__Task to carry out__: Please rewrite the rows below, starting at the first row and ending at the line containing "[1082, 281]", with every point coordinate under Results multiplied by 0.2 and rounded to a whole number, halves rounded up. Keep all other lines unchanged, including the sample pairs in the Need lines.

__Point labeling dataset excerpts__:
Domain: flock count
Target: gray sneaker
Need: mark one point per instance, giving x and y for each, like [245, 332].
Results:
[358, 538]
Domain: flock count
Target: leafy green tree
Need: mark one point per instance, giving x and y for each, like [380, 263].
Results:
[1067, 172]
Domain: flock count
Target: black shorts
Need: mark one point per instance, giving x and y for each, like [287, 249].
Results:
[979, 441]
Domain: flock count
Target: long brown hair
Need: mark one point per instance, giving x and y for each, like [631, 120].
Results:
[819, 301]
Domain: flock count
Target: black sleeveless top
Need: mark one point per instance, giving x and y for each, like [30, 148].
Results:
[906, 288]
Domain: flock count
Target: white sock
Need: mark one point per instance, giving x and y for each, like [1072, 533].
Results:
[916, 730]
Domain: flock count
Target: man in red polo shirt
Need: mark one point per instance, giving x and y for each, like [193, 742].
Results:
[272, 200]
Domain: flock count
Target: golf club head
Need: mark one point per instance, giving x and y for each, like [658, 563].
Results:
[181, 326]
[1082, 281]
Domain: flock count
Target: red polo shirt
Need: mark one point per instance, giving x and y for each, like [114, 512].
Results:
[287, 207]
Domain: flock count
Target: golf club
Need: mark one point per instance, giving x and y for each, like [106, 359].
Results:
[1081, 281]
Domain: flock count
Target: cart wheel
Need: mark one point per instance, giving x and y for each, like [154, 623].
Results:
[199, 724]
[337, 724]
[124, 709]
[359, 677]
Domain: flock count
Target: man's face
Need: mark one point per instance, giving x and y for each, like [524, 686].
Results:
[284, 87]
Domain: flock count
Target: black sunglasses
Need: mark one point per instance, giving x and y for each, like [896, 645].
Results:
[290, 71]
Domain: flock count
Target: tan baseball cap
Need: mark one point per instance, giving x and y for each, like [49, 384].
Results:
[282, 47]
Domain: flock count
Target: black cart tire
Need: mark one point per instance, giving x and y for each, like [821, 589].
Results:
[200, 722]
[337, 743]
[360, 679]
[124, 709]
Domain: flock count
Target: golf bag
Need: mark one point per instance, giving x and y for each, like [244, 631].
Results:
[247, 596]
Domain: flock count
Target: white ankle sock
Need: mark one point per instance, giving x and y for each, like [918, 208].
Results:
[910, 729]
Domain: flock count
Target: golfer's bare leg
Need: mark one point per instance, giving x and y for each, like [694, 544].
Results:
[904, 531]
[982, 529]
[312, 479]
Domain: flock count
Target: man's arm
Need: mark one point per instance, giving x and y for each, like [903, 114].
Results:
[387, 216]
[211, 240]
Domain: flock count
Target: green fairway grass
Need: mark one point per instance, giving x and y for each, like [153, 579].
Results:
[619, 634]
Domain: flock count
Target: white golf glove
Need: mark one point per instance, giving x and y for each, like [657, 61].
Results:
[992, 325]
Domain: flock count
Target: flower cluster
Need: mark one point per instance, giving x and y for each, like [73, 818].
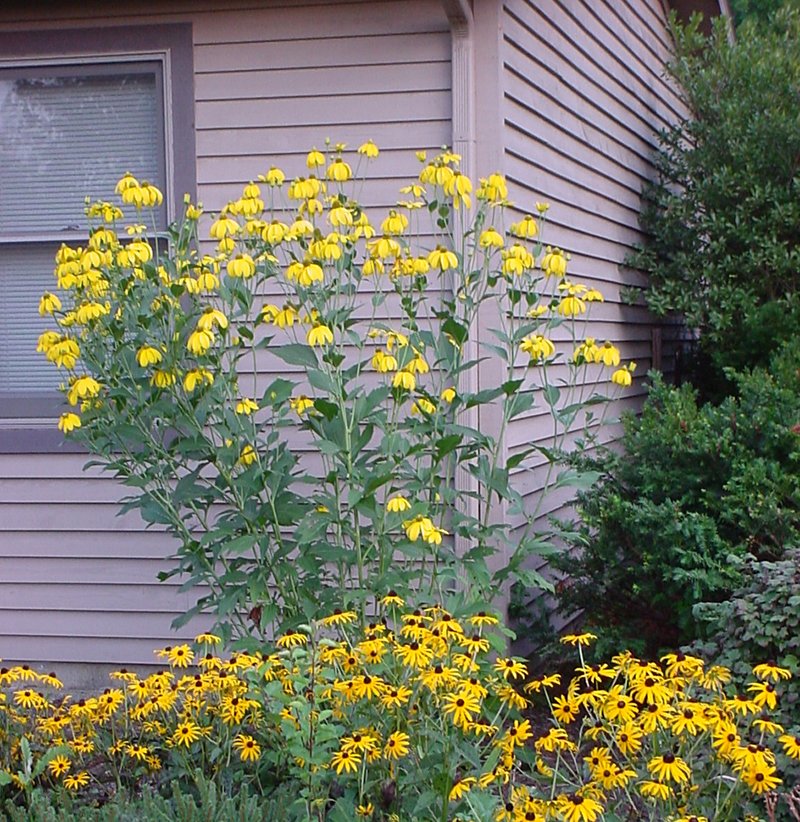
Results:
[368, 327]
[412, 714]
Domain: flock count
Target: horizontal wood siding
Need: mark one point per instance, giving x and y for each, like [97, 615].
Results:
[584, 94]
[77, 582]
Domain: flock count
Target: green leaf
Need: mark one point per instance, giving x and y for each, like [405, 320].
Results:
[577, 479]
[456, 330]
[447, 445]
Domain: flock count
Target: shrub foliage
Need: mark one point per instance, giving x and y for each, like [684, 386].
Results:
[696, 484]
[724, 213]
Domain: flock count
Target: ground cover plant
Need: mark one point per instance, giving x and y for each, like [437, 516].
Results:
[161, 344]
[409, 718]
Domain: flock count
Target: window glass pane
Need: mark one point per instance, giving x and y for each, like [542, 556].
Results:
[26, 272]
[63, 138]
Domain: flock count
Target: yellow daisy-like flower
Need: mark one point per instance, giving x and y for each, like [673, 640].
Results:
[249, 750]
[397, 745]
[511, 668]
[301, 404]
[760, 780]
[584, 639]
[147, 355]
[180, 656]
[791, 745]
[74, 782]
[565, 710]
[655, 790]
[669, 768]
[319, 335]
[68, 421]
[59, 765]
[769, 670]
[345, 761]
[764, 695]
[208, 639]
[186, 733]
[461, 707]
[339, 171]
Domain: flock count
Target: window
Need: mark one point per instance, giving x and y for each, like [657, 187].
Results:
[70, 125]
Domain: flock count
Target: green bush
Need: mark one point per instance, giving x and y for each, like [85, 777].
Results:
[723, 215]
[697, 483]
[759, 623]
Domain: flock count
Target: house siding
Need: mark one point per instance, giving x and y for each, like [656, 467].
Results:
[583, 96]
[78, 586]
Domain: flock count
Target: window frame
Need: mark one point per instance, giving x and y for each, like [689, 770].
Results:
[27, 422]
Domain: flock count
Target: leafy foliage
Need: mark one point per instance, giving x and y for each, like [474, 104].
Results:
[723, 216]
[335, 482]
[759, 622]
[696, 484]
[412, 718]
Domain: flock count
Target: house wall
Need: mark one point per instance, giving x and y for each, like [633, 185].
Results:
[582, 93]
[78, 587]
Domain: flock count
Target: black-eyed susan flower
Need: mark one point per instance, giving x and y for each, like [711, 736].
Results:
[249, 750]
[180, 656]
[345, 761]
[584, 639]
[511, 668]
[368, 687]
[791, 745]
[319, 335]
[760, 780]
[186, 733]
[565, 710]
[771, 671]
[764, 694]
[655, 790]
[74, 782]
[208, 639]
[461, 707]
[69, 421]
[669, 768]
[59, 765]
[397, 745]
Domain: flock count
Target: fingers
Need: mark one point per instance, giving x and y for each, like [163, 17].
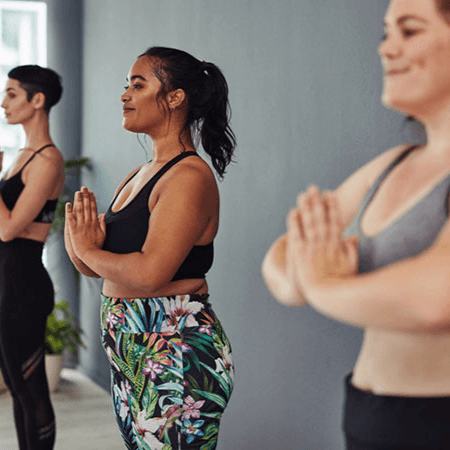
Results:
[102, 223]
[314, 214]
[351, 244]
[93, 205]
[78, 207]
[294, 227]
[85, 207]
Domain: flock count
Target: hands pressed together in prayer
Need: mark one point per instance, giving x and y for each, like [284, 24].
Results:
[84, 228]
[317, 253]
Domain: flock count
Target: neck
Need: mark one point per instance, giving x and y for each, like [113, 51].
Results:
[166, 147]
[37, 131]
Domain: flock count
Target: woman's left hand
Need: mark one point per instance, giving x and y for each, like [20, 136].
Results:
[315, 235]
[87, 229]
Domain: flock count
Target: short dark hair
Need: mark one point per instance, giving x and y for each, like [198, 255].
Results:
[34, 79]
[443, 6]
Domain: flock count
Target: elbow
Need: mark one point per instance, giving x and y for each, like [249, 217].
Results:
[434, 315]
[437, 318]
[7, 235]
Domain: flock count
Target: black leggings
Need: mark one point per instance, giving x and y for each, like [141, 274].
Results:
[386, 422]
[26, 298]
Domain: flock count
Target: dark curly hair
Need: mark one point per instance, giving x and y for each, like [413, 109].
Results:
[443, 6]
[36, 79]
[208, 114]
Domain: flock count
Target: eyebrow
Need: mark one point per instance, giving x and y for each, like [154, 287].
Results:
[137, 77]
[401, 20]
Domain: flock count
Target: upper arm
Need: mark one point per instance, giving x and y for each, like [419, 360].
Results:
[185, 206]
[42, 180]
[352, 191]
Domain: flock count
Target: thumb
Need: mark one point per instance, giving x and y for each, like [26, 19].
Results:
[102, 223]
[351, 247]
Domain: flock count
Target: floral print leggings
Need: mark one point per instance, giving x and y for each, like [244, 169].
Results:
[171, 370]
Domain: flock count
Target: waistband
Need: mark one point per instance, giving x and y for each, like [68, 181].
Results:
[156, 314]
[22, 242]
[397, 422]
[202, 298]
[360, 394]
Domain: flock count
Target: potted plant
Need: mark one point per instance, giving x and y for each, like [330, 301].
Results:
[62, 333]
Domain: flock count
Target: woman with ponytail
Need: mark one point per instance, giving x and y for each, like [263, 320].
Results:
[171, 364]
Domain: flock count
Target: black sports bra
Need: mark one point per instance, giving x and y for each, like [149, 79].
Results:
[126, 229]
[11, 188]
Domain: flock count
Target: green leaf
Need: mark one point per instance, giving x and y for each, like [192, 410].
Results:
[218, 399]
[211, 430]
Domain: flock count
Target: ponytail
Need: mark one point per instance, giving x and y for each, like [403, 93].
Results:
[208, 113]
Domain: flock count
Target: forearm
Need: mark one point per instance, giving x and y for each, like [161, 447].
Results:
[412, 295]
[275, 275]
[125, 269]
[83, 268]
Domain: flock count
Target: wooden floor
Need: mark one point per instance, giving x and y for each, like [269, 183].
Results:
[84, 417]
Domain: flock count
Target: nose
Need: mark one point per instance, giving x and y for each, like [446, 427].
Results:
[124, 97]
[390, 47]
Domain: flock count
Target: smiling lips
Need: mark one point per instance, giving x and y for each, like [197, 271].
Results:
[392, 72]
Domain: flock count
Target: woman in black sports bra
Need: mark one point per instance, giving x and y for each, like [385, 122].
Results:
[389, 271]
[29, 191]
[171, 364]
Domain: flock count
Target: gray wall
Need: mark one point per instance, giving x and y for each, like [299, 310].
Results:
[64, 39]
[305, 83]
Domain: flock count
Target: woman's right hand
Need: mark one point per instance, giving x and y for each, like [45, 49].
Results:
[80, 265]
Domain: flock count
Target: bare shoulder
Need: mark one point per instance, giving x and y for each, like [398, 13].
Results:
[191, 173]
[49, 160]
[353, 190]
[127, 178]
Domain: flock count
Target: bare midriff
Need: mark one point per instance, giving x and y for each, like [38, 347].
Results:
[404, 364]
[190, 286]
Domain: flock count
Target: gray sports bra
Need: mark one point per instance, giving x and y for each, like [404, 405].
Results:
[410, 234]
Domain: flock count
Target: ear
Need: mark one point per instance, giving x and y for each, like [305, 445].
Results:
[38, 100]
[176, 98]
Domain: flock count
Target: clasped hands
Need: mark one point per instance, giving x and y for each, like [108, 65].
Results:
[317, 254]
[84, 229]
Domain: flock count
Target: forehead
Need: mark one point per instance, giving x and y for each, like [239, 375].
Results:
[142, 67]
[11, 83]
[423, 9]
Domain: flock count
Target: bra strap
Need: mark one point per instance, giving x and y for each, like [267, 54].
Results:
[373, 190]
[35, 153]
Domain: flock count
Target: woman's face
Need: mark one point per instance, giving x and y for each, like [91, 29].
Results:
[415, 55]
[141, 111]
[15, 103]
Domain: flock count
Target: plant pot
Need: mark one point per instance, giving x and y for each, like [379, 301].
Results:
[53, 367]
[3, 387]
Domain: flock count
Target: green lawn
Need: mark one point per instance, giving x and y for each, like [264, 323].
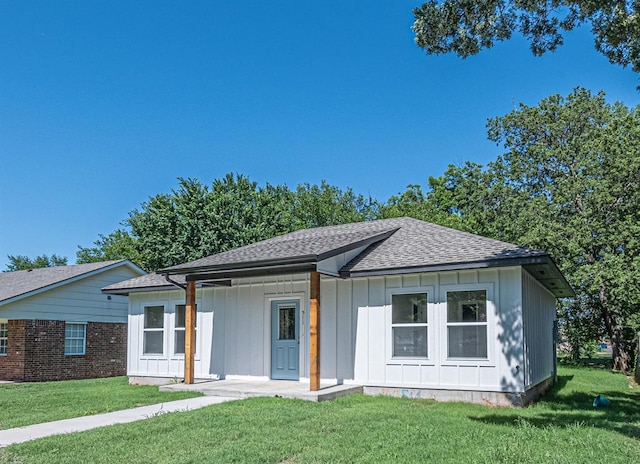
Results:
[32, 403]
[563, 428]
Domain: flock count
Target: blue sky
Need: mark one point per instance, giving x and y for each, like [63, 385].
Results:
[105, 103]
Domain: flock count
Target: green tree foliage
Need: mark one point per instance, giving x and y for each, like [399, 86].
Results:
[117, 245]
[22, 263]
[568, 183]
[467, 26]
[435, 206]
[196, 220]
[326, 205]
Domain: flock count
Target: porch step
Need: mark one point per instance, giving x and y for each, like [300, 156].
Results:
[272, 388]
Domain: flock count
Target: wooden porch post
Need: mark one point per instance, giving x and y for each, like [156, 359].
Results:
[314, 331]
[189, 332]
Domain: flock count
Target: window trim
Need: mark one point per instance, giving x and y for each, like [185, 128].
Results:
[430, 324]
[143, 329]
[491, 305]
[5, 351]
[83, 338]
[175, 329]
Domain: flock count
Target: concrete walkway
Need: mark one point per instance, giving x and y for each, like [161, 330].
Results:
[79, 424]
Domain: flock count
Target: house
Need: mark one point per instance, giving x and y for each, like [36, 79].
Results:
[56, 324]
[398, 306]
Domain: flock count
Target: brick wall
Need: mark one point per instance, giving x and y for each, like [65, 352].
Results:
[42, 352]
[12, 365]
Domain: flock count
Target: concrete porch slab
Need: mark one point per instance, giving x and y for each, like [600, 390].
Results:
[269, 388]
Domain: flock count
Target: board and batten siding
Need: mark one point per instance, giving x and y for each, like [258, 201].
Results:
[78, 301]
[168, 364]
[539, 312]
[234, 331]
[375, 365]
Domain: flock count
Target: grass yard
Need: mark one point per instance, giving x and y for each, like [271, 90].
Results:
[563, 428]
[32, 403]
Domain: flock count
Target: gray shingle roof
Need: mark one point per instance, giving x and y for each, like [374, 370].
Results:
[13, 284]
[398, 243]
[313, 244]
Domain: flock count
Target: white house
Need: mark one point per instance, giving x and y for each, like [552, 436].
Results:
[405, 308]
[55, 323]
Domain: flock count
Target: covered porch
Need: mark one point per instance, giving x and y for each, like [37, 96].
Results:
[265, 388]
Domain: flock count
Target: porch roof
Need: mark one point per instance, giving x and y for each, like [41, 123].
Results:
[389, 246]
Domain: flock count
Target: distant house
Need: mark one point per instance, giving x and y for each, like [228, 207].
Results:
[398, 306]
[55, 324]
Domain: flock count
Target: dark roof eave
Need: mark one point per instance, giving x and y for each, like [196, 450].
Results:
[264, 271]
[272, 263]
[231, 267]
[126, 291]
[563, 292]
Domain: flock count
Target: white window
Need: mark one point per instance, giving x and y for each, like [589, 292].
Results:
[409, 325]
[4, 338]
[179, 329]
[75, 337]
[467, 324]
[153, 342]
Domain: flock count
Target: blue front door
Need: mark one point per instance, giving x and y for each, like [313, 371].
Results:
[285, 340]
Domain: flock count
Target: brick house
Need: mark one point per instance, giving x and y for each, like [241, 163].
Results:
[55, 324]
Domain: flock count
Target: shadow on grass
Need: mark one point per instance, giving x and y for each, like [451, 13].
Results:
[563, 410]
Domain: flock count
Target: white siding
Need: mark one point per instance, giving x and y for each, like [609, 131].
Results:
[375, 366]
[79, 301]
[539, 312]
[235, 331]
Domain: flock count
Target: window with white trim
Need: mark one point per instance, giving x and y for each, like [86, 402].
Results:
[75, 338]
[153, 338]
[4, 338]
[409, 325]
[180, 329]
[467, 324]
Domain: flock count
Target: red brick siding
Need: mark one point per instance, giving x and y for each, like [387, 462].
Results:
[12, 365]
[42, 352]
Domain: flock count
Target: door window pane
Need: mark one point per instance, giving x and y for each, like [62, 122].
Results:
[153, 342]
[287, 323]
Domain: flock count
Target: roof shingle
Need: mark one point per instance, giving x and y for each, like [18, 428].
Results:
[13, 284]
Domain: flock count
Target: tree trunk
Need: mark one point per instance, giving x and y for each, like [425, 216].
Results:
[622, 354]
[622, 350]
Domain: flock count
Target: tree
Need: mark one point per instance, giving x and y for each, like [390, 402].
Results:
[327, 205]
[23, 263]
[467, 26]
[117, 245]
[195, 220]
[568, 183]
[426, 207]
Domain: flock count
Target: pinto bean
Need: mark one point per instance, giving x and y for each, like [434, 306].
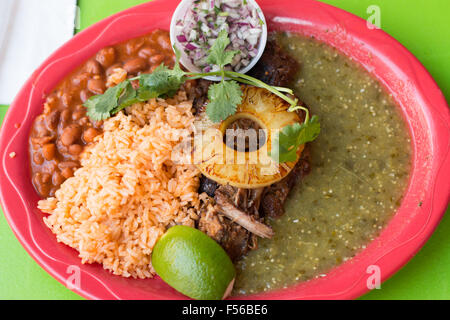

__Worked solution__:
Domain: flock count
Target: gray sneaker
Need: mark one point per instance, giving x and y for each, like [245, 332].
Results:
[72, 108]
Domain: flock count
Target: leafy green tree
Need: mark one point per instance, giving x and y for each, like [380, 263].
Results:
[213, 34]
Domain: flock count
Target: black shorts
Need: mark one point per instance, giving x and y for each, like [287, 249].
Results:
[196, 88]
Domain: flock count
Target: long brown hair
Need: mark one point per instance, giving x and y for each, like [631, 120].
Results:
[164, 60]
Domain: flock count
Target: black sleeveless top
Need: mark one point per instance, giving x and y for each, like [30, 148].
Results:
[181, 58]
Domain: flock count
Target: white sock
Need: mark one point per instance, giving x and y for each, like [1072, 533].
Results:
[183, 146]
Domain: flock count
Target: man in red polo shirt
Need: mark one point per instance, giving x and y for each, like [193, 742].
Results:
[54, 40]
Domain: flock count
Target: golf club head
Need: mark one point per instance, giving x and y for each, like [658, 563].
Results:
[36, 65]
[216, 56]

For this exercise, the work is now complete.